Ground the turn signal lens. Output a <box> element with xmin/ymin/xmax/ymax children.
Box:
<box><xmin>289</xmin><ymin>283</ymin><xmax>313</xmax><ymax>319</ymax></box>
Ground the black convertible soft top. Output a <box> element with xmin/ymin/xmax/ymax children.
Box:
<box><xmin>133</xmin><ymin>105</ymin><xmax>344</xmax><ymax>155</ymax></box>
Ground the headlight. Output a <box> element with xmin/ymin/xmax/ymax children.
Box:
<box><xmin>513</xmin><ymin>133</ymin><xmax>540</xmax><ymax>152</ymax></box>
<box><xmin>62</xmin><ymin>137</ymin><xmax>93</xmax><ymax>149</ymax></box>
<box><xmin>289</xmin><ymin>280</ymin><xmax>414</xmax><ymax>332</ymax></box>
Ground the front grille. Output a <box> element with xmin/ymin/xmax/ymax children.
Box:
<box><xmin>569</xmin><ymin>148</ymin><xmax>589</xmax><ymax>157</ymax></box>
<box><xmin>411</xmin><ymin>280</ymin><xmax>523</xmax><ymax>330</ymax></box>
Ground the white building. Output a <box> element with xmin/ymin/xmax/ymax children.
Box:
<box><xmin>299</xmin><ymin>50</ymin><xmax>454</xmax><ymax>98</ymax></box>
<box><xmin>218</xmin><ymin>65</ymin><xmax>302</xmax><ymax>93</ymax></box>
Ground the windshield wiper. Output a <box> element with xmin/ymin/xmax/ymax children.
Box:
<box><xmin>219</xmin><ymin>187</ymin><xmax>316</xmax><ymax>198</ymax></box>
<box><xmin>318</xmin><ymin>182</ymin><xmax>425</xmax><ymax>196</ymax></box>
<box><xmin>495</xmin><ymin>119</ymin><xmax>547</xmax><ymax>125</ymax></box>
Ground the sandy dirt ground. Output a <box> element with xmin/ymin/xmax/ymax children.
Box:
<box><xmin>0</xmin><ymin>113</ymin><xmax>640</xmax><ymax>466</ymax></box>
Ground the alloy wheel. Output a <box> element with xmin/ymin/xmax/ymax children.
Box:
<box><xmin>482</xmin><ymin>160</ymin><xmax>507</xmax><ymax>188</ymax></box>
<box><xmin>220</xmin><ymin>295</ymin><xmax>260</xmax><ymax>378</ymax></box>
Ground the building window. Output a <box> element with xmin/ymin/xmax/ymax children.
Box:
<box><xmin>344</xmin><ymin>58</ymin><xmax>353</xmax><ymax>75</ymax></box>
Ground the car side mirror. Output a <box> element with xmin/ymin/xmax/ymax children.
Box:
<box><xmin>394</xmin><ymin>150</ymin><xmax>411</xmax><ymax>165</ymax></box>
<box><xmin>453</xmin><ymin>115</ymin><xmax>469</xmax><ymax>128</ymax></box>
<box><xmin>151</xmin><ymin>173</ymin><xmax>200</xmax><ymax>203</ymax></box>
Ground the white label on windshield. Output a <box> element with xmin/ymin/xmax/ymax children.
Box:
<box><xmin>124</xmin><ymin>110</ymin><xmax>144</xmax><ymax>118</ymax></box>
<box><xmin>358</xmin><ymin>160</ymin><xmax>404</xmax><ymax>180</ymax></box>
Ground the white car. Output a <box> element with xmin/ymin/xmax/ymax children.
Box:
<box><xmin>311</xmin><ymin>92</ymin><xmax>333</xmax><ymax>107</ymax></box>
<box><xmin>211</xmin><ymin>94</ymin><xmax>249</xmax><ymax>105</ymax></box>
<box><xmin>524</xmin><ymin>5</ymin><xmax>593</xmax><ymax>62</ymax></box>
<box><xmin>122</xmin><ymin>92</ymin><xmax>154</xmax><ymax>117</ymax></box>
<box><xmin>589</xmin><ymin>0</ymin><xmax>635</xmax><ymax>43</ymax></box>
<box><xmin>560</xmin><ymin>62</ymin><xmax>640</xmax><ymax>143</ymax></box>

- _Written instruction_
Render every line of the material above as a JSON list of strings, one string per line, leaving out blank lines.

- _Solution to this task_
[
  "Ground the turn signal lens. Output a <box> element with xmin/ymin/xmax/ymax children.",
  "Box:",
  "<box><xmin>289</xmin><ymin>283</ymin><xmax>313</xmax><ymax>319</ymax></box>",
  "Ground the black convertible soft top. Output a <box> element with xmin/ymin/xmax/ymax children.",
  "Box:",
  "<box><xmin>133</xmin><ymin>105</ymin><xmax>344</xmax><ymax>155</ymax></box>",
  "Ground the headlight. Output a <box> element with xmin/ymin/xmax/ymax children.",
  "Box:",
  "<box><xmin>513</xmin><ymin>133</ymin><xmax>540</xmax><ymax>152</ymax></box>",
  "<box><xmin>62</xmin><ymin>137</ymin><xmax>93</xmax><ymax>149</ymax></box>",
  "<box><xmin>289</xmin><ymin>280</ymin><xmax>414</xmax><ymax>332</ymax></box>",
  "Ground the front grille. Output a <box> element with xmin/ymin/xmax/ymax children.",
  "Box:",
  "<box><xmin>569</xmin><ymin>148</ymin><xmax>589</xmax><ymax>157</ymax></box>",
  "<box><xmin>411</xmin><ymin>280</ymin><xmax>523</xmax><ymax>330</ymax></box>",
  "Ground the white building. Output a <box> element with xmin/ymin/xmax/ymax children.",
  "Box:",
  "<box><xmin>299</xmin><ymin>50</ymin><xmax>454</xmax><ymax>98</ymax></box>",
  "<box><xmin>218</xmin><ymin>65</ymin><xmax>302</xmax><ymax>93</ymax></box>",
  "Ground the windshield wiper. Output a <box> element with xmin/ymin/xmax/ymax children.",
  "Box:",
  "<box><xmin>219</xmin><ymin>187</ymin><xmax>316</xmax><ymax>198</ymax></box>",
  "<box><xmin>318</xmin><ymin>182</ymin><xmax>425</xmax><ymax>196</ymax></box>",
  "<box><xmin>495</xmin><ymin>119</ymin><xmax>547</xmax><ymax>125</ymax></box>",
  "Ground the sandy dirt ground. Output a <box> element with xmin/ymin/xmax/ymax children.",
  "Box:",
  "<box><xmin>0</xmin><ymin>113</ymin><xmax>640</xmax><ymax>466</ymax></box>",
  "Ground the alloy wheel. Output a <box> element with xmin/ymin/xmax/ymax children.",
  "Box:",
  "<box><xmin>482</xmin><ymin>160</ymin><xmax>507</xmax><ymax>188</ymax></box>",
  "<box><xmin>220</xmin><ymin>295</ymin><xmax>260</xmax><ymax>378</ymax></box>",
  "Ground the building window. Output a <box> element with xmin/ymin/xmax/ymax children.",
  "Box:",
  "<box><xmin>344</xmin><ymin>58</ymin><xmax>353</xmax><ymax>75</ymax></box>",
  "Ground the car side mirror. Output a <box> element with xmin/ymin/xmax/ymax children.",
  "Box:",
  "<box><xmin>394</xmin><ymin>150</ymin><xmax>411</xmax><ymax>165</ymax></box>",
  "<box><xmin>453</xmin><ymin>115</ymin><xmax>469</xmax><ymax>128</ymax></box>",
  "<box><xmin>151</xmin><ymin>173</ymin><xmax>200</xmax><ymax>203</ymax></box>",
  "Ground the white label on windshield. Output a <box> element with xmin/ymin/xmax/ymax children.",
  "Box:",
  "<box><xmin>124</xmin><ymin>110</ymin><xmax>144</xmax><ymax>118</ymax></box>",
  "<box><xmin>358</xmin><ymin>160</ymin><xmax>404</xmax><ymax>180</ymax></box>",
  "Ground the white car. Output a <box> element with xmin/ymin/xmax/ymax children.",
  "Box:",
  "<box><xmin>311</xmin><ymin>92</ymin><xmax>333</xmax><ymax>107</ymax></box>",
  "<box><xmin>211</xmin><ymin>94</ymin><xmax>249</xmax><ymax>105</ymax></box>",
  "<box><xmin>524</xmin><ymin>5</ymin><xmax>593</xmax><ymax>62</ymax></box>",
  "<box><xmin>122</xmin><ymin>92</ymin><xmax>154</xmax><ymax>117</ymax></box>",
  "<box><xmin>589</xmin><ymin>0</ymin><xmax>635</xmax><ymax>43</ymax></box>",
  "<box><xmin>560</xmin><ymin>62</ymin><xmax>640</xmax><ymax>143</ymax></box>"
]